**Excerpted text:**
=====
The economy – is stupid!

by Lothar Luken
Just had a crash, wrote off two cars. Now where’s my medal for stimulating the economy? Two replacement cars have been bought; one driver seen by a doctor; an assessor coming to inspect the wreckage; state keeps motor tax for the old cars; insurance (UK-based!) pays scrapper for wreck crushing. Nice stimulus package – according to official theory.

My unofficial theory, though, sees a two-car loss to mankind and a lot of stupid extra- work and phone calls. But official policy gives you a premium for scrapping your 10-year-old car – even if in perfect working order. That’s to support our trusted friends, the car dealers… So bankrupt islanders overcome their lack of finance by destroying valuable vehicles to replace them with new ones they have to import! Why not do this for chainsaws and lawn mowers to boost the hardware trade… or dump all fridges… or blow up all bridges…

Yes, that would create jobs! Which means: we all have to work more on average just to replace what was there. Why is that good? Because every economic activity lets a few people cream off some profit. And as they typically aren’t much into paying taxes, that profit will not pay for schools and roads and hospitals but for essentials like fourth homes, helicopters and yachts.

We grew up with a lot of propaganda as to the necessity of all that labour – how it makes life so much easier and better. Fact is that most ‘primitive’ peoples do just a few hours of work – and that in unpolluted natural environments. Yes, there are many useful things we’ve invented that make life safer, more predictable and varied. But we’ve also added nuclear weapons, drug cartels, arms trade, fast ‘food’, strip mining and other highly profitable activities. And on the way we’ve been burdened by nuclear waste, slums, addiction, obesity, toxic dumps and global warming – for which society at large will have to pay the price.
=====
[Dataset entries]
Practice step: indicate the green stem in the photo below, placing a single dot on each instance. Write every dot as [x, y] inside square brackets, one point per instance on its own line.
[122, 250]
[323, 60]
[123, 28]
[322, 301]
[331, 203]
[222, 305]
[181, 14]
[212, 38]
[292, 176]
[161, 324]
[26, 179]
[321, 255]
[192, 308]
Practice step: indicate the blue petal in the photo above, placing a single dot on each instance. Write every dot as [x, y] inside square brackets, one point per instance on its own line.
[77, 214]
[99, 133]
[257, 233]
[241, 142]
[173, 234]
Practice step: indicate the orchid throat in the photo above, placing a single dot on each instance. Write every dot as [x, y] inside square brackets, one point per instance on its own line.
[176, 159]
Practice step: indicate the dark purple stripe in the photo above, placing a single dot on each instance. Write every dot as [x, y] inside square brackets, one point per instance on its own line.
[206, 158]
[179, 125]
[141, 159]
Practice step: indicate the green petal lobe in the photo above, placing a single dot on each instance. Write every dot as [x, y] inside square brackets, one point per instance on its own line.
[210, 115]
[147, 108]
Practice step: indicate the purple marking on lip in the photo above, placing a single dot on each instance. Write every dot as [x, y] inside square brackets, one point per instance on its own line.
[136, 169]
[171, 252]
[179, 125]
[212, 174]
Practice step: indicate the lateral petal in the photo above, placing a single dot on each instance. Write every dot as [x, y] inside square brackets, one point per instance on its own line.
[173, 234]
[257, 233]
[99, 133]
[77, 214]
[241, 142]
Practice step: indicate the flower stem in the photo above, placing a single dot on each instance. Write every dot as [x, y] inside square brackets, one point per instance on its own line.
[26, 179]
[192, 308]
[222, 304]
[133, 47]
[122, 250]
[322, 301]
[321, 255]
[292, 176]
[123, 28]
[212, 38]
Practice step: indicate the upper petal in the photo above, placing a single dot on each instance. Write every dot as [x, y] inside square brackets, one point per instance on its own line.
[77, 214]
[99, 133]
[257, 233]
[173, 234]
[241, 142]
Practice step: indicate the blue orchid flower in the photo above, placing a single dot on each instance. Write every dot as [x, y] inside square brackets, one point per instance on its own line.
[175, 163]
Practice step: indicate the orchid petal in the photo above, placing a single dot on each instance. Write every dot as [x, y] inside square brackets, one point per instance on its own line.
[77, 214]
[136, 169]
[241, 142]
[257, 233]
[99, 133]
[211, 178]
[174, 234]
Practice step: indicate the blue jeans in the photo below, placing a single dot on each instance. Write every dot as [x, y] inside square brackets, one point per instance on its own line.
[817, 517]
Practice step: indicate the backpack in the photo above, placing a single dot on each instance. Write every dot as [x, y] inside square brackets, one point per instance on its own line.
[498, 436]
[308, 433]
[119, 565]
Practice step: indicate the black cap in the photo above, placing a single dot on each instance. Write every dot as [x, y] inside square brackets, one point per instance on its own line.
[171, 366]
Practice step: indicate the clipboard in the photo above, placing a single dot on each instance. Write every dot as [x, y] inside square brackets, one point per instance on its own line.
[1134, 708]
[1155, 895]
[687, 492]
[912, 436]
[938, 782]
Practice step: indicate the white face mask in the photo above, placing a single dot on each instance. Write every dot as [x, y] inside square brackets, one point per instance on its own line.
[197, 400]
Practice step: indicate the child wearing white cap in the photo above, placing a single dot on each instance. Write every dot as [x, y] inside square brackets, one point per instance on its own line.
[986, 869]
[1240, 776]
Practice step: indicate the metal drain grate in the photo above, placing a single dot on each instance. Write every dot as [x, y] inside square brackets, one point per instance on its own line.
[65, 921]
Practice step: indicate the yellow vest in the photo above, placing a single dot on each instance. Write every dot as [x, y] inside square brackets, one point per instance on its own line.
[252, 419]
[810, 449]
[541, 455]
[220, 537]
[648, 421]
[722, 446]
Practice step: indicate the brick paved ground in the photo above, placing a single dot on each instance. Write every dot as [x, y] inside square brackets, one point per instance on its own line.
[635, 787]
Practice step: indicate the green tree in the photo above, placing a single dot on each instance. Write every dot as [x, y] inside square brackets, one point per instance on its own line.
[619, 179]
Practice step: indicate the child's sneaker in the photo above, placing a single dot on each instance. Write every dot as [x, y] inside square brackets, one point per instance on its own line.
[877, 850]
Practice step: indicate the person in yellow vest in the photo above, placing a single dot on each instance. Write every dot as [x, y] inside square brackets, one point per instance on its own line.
=====
**Tasks to carry out:**
1 > From the essay on the economy, print the stretch from "The economy –" through "to official theory.".
2 > Carry on the essay about the economy from its last sentence, keeping its voice and argument.
None of the dataset lines are needed here.

**Responses to the exercise:**
1 >
The economy – is stupid!

by Lothar Luken
Just had a crash, wrote off two cars. Now where’s my medal for stimulating the economy? Two replacement cars have been bought; one driver seen by a doctor; an assessor coming to inspect the wreckage; state keeps motor tax for the old cars; insurance (UK-based!) pays scrapper for wreck crushing. Nice stimulus package – according to official theory.

2 >
Have you ever considered city centres full of office blocks – where millions ‘work’ without producing anything tangible or edible or beautiful? But they’ve all got their salaries and can buy stuff others produce. Propaganda has taken note: banks and insurances don’t call what they provide ‘services’ any more – they’re now selling us ‘products’… Which gets us to the advertising industry which has penetrated our entire world now – billboards, junk mail, TV ads, pop ups on web pages, ads on the back of cinema tickets and the nozzles at petrol pumps – even spots interrupting movies. The irony is that we are paying for this superfluous hype: with every product we purchase we pay for our own manipulation. They’ve even got us to pay more for designer labels (their higher price of course just representing the cost of ‘branding’) and have us display their logos – and instead of being paid for running around as billboards for famous ‘labels’ we pay them extra… Brainwashed teens pester parents to buy runners only from specific brands – you couldn’t be seen in any others… So Asian sweat shops press some more kids into assembly lines and here the poor mums and dads end up working three jobs to make ends meet. And they vegetate in trailer parks – and will never dwell in a villa by the sea nor in the communal house of a tribe.

And all the while this insane process of capitalist accumulation of riches and poverty is using up the planet’s resources, destroying our natural base, poisoning air, water and soil and has even succeeded in de-icing the North Pole. All of this, of course mere ‘externalities’ which will never feature in any corporate quarterly report. Nor do the 100 million children who starve to death every year. Or the species we’ve made extinct.

Our problems have grown out of proportion with the new ideology of ‘greed is good’ – where crashed cars are on the positive side of the balance sheet, where we have become used to be called ‘consumers’. Wouldn’t it be more interesting to be seen as ‘producers’, people who’re proud of what they create – not of what they’ve just bought on the overdraft of their credit cards?? Everyone in hock to the banks, the state to the IMF etc., the USA to China – and humankind to a future of depleted resources on a ravaged planet…

But the immediate reality for us privileged citizens of Western civilization is still only one of relative unease. As long as we can get African states with stark malnutrition to grow flowers that are flown to our cities, we’re doing al-right. In Ireland, recently crashed from the top of the world’s economic pile to the indebted debris at its bottom, we still get Mercedes and BMW ads and sold-out concerts where the average ticket costs €100.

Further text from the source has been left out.